Supplied passage:
========================================================================

Being a startup junkie and an Agile Coach, I thought, “Why not a startup standup?” Each week we meet in person. There, each of us announces what they accomplished in the last week, what they’re planning in the next week, and what they’re number one problem is. No classes, no group-gropes, no fluff. Immediately after the ten-minute standup we can each help each other if one of us has an obstacle that we know about. Plus we can help each other position our work mentally in order to focus more on the right stuff and less on the wrong stuff.

So how to describe what we should be talking about?

I pulled down a couple PG essays, a blog on the Lean Startup concept, and some notes Derek Sivers made while reading the Lean Startup book. But heck, it was still too much verbiage. Put together, it was WAY too much to expect noobs without context to plough through. I decided to cut a bit. So here’s an effort to make a crash course in what you should know and talk about during a weekly report of your activities in a startup. I liberally edited for clarity and brevity.

1. What is a startup? (From PG’s 2012 essay)

========================================================================

Data excerpts:
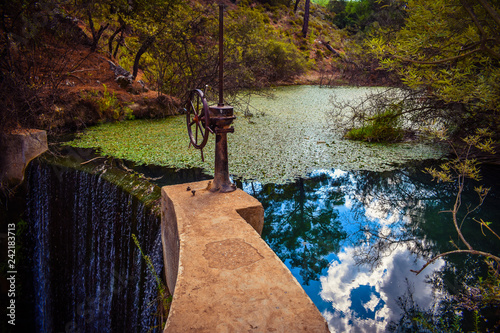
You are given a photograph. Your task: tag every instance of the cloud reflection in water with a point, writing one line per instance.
(364, 300)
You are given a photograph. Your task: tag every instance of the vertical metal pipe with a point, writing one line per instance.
(221, 54)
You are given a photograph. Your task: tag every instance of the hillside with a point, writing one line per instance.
(63, 77)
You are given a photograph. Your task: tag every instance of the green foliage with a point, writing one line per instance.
(109, 107)
(462, 166)
(363, 14)
(382, 127)
(449, 48)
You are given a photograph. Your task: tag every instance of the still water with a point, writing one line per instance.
(350, 220)
(351, 239)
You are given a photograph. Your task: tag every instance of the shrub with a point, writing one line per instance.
(383, 127)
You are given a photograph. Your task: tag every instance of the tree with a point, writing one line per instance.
(305, 27)
(450, 50)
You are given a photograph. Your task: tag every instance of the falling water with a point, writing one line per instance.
(88, 275)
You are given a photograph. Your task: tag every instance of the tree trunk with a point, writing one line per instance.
(111, 38)
(120, 42)
(296, 6)
(306, 18)
(147, 43)
(95, 35)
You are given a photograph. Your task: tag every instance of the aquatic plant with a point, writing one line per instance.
(288, 138)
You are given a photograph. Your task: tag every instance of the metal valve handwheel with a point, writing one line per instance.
(198, 119)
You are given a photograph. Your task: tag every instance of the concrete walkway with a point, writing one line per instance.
(223, 276)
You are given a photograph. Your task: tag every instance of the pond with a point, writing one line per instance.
(287, 137)
(351, 239)
(349, 219)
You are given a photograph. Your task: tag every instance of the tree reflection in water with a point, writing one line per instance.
(351, 240)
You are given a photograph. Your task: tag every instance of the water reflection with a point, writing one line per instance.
(351, 240)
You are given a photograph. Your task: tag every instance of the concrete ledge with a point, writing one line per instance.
(18, 149)
(223, 276)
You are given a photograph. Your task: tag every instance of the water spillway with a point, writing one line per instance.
(88, 275)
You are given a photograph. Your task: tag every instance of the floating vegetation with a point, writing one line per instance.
(288, 139)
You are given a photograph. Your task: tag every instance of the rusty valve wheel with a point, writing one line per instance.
(198, 119)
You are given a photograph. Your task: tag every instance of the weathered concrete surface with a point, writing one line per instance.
(17, 150)
(223, 276)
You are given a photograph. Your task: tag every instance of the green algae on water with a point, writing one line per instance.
(288, 138)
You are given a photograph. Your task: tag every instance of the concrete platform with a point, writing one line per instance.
(18, 148)
(223, 276)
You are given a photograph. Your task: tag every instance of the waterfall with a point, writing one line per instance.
(88, 275)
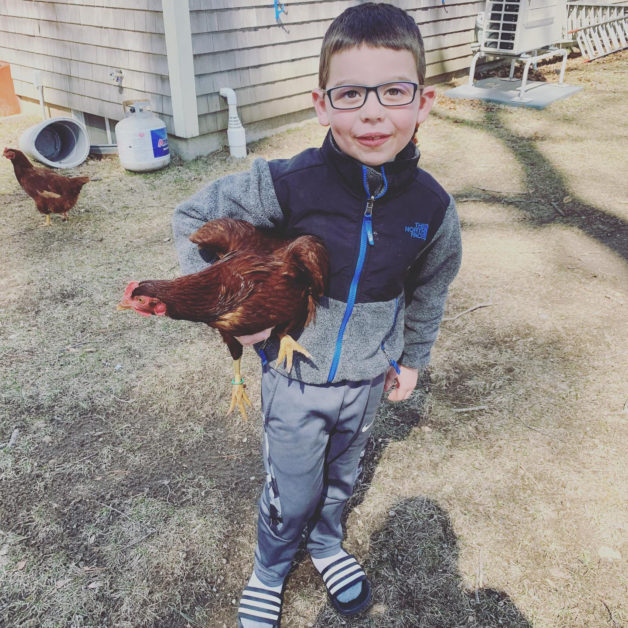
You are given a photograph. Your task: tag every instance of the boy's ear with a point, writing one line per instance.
(320, 106)
(428, 96)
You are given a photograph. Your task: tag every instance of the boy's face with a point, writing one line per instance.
(372, 134)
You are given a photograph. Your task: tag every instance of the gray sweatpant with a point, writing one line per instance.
(313, 439)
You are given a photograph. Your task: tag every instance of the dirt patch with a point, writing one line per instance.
(495, 496)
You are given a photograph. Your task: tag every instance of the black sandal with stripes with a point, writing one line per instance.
(260, 605)
(341, 575)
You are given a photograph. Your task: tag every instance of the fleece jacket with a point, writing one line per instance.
(393, 237)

========================================================================

Instruction 1:
Copy verbatim the part of the startup standup passage that opens with the words containing "I pulled down" and closes with "clarity and brevity.".
Instruction 2:
Answer these questions from the startup standup passage:
(a) How often does the group meet, and in what form?
(b) How long does the standup last?
(c) Who made the notes on the Lean Startup book?
Instruction 3:
Continue the startup standup passage from its last line.
The material plays no part in this.

Expected output 1:
I pulled down a couple PG essays, a blog on the Lean Startup concept, and some notes Derek Sivers made while reading the Lean Startup book. But heck, it was still too much verbiage. Put together, it was WAY too much to expect noobs without context to plough through. I decided to cut a bit. So here’s an effort to make a crash course in what you should know and talk about during a weekly report of your activities in a startup. I liberally edited for clarity and brevity.

Expected output 2:
(a) Each week, in person.
(b) Ten minutes.
(c) Derek Sivers.

Expected output 3:
Not every company is a startup. Millions of companies are started every year in the United States. Only a tiny fraction are startups. Startups are companies that make something people want that have the ability to scale rapidly. They may or may not involve technology.

For a company to grow really big, it must (a) make something lots of people want, and (b) reach and serve all those people. Barbershops are doing fine in the (a) department. Almost everyone needs their hair cut. The problem for a barbershop, as for any retail establishment, is (b). A barbershop serves customers in person, and few will travel far for a haircut. And even if they did the barbershop couldn’t accommodate them.

Writing software is a great way to solve (b), but you can still end up constrained in (a). If you write software to teach Tibetan to Hungarian speakers, you’ll be able to reach most of the people who want it, but there won’t be many of them. If you make software to teach English to Chinese speakers, however, you’re in startup territory.

Most businesses are tightly constrained in (a) or (b). The distinctive feature of successful startups is that they’re not.

 

2. Do you need a cool idea?

No, you do not.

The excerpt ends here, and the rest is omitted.